- _EXCERPT_:
Dvora Meyers said...

Kassi thanks for your comment and support. I really feel that this is the sort of situation when there is really no "right" answer. As for the Slate commenters, I haven't looked. I've been out all day, on a semi-vacation in the Bay Area, hiking. And I have no plans to read what crazy internet commenters have to say. I've been writing and publishing long enough to know to stay away. But I do appreciate people such as yourself who have taken the time to reach out to me.

As for the situation with my mother--we're working on it. I didn't recount what had happened during Hurricane Sandy but it was difficult and I finally demanded more help from my sister and we're trying to work on it. (It involves getting my mom's home nursing policies to pay out, which they are reluctant to do.) Anyway, I hope it turns out better. My mother really is a great person.

Christina Beisel said...

- _SUPPLIED INFORMATION_:

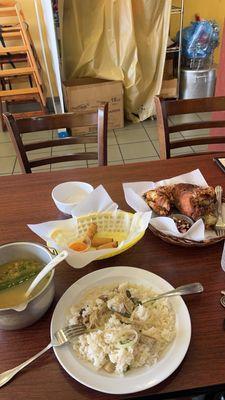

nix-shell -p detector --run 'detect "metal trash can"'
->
[179,68,216,99]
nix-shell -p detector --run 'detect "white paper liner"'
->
[123,169,218,241]
[28,185,151,268]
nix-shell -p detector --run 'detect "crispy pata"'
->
[143,183,217,227]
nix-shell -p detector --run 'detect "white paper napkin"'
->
[28,185,151,268]
[123,169,215,241]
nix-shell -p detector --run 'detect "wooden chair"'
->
[155,96,225,159]
[3,103,108,173]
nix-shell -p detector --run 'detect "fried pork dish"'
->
[143,183,217,228]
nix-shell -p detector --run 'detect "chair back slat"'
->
[170,136,225,149]
[24,135,98,152]
[164,96,225,115]
[30,152,98,168]
[169,120,225,134]
[3,103,108,173]
[155,96,225,159]
[14,112,98,133]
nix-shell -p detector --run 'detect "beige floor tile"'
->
[0,156,16,175]
[116,127,149,144]
[171,147,194,156]
[87,160,124,168]
[124,156,159,164]
[88,144,122,164]
[114,121,142,133]
[0,142,16,157]
[142,118,157,128]
[120,141,157,160]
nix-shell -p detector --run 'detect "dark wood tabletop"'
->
[0,156,225,400]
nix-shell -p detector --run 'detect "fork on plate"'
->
[0,324,87,387]
[215,186,225,236]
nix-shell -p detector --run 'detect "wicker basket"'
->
[149,224,225,247]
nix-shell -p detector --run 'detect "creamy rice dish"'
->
[68,282,176,375]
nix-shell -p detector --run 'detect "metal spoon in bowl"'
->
[116,282,204,318]
[12,250,68,311]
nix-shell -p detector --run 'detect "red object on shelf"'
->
[195,14,201,22]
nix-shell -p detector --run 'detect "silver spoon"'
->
[116,282,204,318]
[12,250,68,311]
[141,282,204,304]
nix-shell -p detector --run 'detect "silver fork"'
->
[215,186,225,236]
[0,324,86,387]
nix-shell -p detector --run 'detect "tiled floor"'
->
[0,113,210,175]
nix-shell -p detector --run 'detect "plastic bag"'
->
[177,21,219,59]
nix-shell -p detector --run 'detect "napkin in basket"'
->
[28,185,151,268]
[123,169,216,241]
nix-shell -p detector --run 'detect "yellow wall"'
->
[171,0,225,63]
[19,0,57,96]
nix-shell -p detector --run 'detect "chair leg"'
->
[0,100,7,132]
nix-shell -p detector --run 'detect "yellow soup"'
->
[0,260,51,309]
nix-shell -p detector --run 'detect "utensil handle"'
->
[0,343,52,387]
[25,250,68,297]
[215,185,223,216]
[142,282,204,304]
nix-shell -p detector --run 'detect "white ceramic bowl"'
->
[52,182,94,214]
[0,242,55,330]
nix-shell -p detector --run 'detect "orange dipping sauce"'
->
[69,241,89,251]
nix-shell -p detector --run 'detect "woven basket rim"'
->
[75,210,134,221]
[149,224,225,247]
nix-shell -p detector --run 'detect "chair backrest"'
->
[3,103,108,173]
[155,96,225,159]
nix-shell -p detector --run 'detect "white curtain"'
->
[59,0,171,121]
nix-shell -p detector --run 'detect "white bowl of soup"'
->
[52,182,94,214]
[0,242,55,330]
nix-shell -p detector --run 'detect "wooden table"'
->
[0,156,225,400]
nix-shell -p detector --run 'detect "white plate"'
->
[51,267,191,394]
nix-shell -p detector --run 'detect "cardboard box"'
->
[160,78,177,98]
[63,78,124,132]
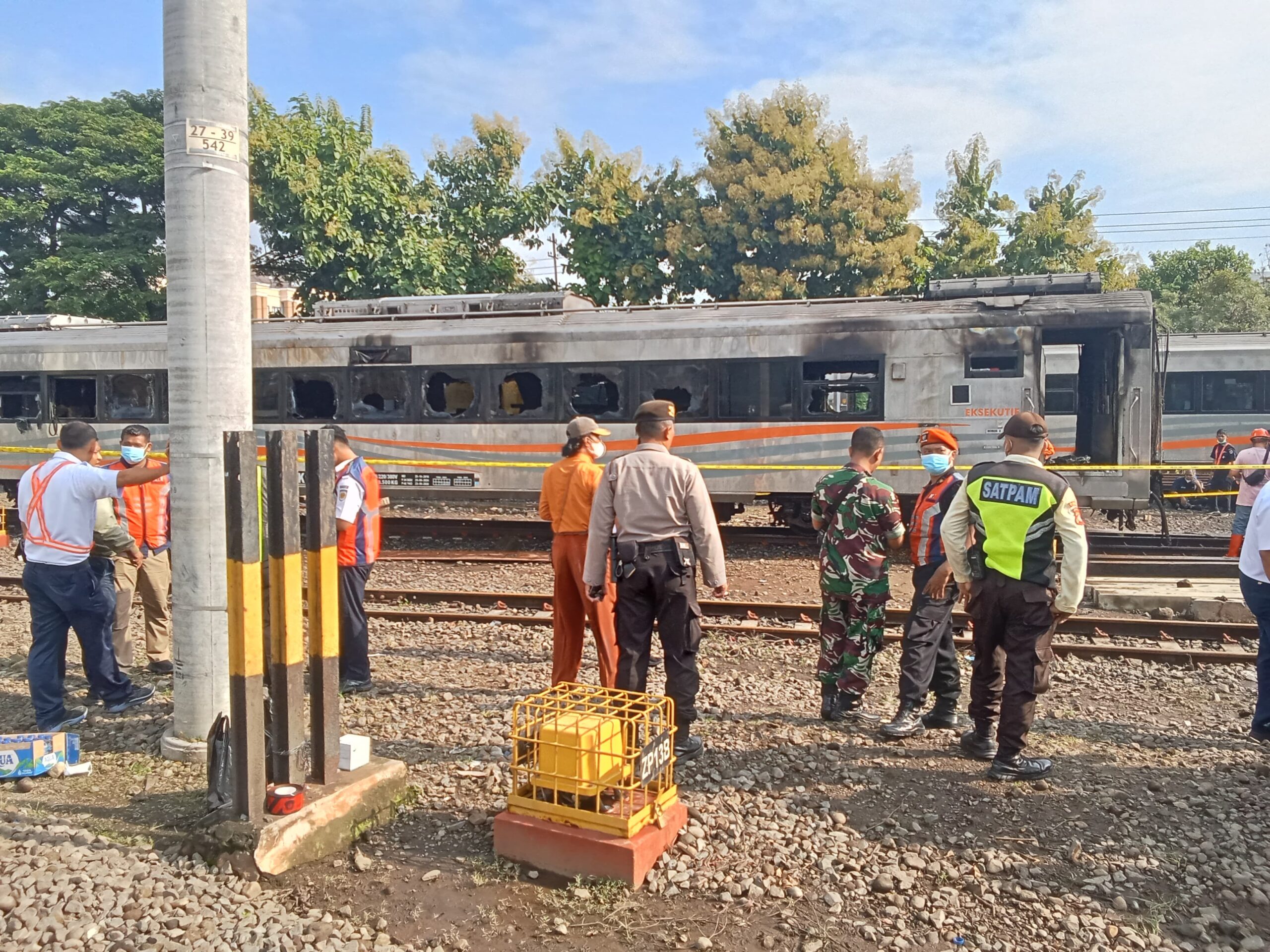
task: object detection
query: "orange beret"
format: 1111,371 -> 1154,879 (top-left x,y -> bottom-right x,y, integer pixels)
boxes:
917,426 -> 960,449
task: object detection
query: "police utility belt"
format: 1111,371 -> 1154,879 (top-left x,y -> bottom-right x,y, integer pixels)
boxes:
610,536 -> 696,581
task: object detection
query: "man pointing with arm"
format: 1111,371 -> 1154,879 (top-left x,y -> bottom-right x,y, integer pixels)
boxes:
941,413 -> 1088,780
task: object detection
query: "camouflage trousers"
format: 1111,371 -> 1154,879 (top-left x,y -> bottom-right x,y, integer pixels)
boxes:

- _WORK TO COMPLETE_:
[a] Reproduce the stretch of the comment from "Kassi thanks for" through "reach out to me.".
[b] Translate this sentence from the comment into Spanish: "My mother really is a great person."
The data has no connection to the comment.

- _ANSWERS FOR THE EXERCISE_:
[a]
Kassi thanks for your comment and support. I really feel that this is the sort of situation when there is really no "right" answer. As for the Slate commenters, I haven't looked. I've been out all day, on a semi-vacation in the Bay Area, hiking. And I have no plans to read what crazy internet commenters have to say. I've been writing and publishing long enough to know to stay away. But I do appreciate people such as yourself who have taken the time to reach out to me.

[b] Mi madre de verdad es una gran persona.